§ Recorded information:
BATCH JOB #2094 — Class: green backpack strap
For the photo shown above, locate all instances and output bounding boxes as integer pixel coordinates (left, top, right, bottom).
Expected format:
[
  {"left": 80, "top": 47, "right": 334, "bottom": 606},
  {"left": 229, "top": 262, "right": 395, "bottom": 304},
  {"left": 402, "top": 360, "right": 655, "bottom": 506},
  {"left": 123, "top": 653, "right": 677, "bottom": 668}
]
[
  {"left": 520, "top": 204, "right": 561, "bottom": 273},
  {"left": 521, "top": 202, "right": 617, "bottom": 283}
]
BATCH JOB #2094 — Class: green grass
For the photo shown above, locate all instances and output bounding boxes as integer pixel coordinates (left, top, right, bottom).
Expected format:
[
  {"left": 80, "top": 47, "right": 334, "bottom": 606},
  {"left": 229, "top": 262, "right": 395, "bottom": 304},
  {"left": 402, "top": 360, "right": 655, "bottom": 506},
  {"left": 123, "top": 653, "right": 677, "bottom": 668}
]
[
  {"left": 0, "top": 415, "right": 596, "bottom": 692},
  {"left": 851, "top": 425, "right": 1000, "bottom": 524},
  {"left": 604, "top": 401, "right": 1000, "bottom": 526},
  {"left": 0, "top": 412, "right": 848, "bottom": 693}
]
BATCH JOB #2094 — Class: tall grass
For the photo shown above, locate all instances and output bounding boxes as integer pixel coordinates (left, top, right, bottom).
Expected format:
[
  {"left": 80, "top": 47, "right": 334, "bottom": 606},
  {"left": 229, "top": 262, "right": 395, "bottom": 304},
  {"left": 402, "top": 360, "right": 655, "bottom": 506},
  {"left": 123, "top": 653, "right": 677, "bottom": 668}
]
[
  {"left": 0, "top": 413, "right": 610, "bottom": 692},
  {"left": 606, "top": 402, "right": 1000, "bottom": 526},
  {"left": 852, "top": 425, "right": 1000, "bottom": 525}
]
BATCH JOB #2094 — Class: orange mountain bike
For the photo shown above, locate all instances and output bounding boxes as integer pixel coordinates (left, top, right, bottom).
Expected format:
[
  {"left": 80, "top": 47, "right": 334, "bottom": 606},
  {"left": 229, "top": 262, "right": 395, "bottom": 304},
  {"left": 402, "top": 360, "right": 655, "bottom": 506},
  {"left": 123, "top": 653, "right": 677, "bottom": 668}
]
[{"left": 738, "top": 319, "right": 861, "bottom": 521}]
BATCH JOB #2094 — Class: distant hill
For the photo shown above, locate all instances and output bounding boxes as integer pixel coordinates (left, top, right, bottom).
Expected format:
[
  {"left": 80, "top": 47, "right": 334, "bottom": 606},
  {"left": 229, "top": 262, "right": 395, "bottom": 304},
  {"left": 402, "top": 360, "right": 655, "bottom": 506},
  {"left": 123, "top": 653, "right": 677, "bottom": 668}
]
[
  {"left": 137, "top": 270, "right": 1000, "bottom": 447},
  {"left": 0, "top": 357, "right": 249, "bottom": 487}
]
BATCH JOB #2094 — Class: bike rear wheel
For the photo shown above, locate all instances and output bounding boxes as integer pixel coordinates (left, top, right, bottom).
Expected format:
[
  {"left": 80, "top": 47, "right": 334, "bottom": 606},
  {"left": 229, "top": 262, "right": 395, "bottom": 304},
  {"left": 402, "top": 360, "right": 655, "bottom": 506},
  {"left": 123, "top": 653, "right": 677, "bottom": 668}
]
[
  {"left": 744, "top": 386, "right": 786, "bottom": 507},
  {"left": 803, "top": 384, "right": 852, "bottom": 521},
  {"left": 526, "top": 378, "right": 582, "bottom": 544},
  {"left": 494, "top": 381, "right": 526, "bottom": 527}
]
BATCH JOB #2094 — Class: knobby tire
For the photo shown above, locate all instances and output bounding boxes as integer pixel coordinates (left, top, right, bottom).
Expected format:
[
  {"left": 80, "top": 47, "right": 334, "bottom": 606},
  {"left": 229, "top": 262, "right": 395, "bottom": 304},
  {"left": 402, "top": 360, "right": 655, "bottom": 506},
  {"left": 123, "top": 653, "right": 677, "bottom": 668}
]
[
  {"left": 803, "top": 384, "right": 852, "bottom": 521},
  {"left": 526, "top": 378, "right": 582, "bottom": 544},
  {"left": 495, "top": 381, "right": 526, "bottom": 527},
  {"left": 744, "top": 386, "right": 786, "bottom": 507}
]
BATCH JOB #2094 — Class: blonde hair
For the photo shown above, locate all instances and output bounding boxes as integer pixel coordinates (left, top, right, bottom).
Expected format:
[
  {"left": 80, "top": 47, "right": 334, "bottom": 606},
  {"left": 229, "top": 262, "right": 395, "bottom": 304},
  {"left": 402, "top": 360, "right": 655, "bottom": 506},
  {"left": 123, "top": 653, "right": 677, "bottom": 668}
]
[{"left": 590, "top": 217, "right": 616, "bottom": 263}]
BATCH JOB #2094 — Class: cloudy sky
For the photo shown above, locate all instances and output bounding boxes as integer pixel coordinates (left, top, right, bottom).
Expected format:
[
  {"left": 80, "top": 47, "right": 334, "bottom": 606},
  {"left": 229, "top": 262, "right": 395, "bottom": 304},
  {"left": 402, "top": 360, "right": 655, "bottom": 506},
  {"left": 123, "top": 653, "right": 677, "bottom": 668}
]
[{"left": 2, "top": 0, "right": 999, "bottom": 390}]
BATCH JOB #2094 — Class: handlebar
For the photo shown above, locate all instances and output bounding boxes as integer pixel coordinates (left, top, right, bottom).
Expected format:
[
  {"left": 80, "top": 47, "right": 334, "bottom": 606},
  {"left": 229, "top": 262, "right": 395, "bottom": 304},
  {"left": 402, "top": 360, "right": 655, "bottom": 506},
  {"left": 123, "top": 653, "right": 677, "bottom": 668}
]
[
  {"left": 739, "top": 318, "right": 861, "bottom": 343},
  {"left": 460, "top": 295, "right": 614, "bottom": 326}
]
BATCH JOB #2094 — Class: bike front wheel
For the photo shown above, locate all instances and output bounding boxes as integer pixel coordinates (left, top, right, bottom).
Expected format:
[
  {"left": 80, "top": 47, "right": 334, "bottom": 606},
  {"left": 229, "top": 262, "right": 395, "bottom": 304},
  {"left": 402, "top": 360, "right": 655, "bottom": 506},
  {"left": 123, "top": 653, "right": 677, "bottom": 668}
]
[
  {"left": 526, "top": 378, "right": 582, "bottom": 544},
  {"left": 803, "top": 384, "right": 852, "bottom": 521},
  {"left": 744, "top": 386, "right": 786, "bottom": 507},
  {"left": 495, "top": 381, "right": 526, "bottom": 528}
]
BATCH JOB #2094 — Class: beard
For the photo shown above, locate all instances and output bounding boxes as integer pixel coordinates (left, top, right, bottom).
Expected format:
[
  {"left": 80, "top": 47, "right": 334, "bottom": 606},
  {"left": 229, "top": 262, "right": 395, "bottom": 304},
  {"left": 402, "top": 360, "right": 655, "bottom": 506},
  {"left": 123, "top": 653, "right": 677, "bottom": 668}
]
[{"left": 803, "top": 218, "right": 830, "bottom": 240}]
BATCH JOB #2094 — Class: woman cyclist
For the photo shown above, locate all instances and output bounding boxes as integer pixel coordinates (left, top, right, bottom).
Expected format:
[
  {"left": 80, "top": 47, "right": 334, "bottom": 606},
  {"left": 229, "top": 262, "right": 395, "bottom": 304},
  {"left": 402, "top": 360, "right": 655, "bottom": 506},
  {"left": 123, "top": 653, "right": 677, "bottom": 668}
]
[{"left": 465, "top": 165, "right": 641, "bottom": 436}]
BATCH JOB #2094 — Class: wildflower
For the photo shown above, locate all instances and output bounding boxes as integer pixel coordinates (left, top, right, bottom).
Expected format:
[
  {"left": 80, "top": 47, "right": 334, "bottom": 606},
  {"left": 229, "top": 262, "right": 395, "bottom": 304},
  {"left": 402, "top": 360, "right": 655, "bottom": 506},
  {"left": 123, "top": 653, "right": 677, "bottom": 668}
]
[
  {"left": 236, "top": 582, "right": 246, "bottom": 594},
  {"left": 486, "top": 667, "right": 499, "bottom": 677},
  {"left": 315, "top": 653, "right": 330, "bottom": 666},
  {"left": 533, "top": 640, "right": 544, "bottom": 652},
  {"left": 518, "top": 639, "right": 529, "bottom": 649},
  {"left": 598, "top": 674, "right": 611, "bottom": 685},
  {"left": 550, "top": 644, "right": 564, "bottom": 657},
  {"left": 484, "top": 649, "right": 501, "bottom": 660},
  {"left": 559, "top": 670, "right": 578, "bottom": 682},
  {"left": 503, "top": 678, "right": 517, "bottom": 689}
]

§ Task:
From the listing, reproduce every line where the word "wheel" is present.

§ Reply to the exercise:
BATCH JOB #2094 — Class: bike rear wheel
BATCH JOB #2094 — Class: bike front wheel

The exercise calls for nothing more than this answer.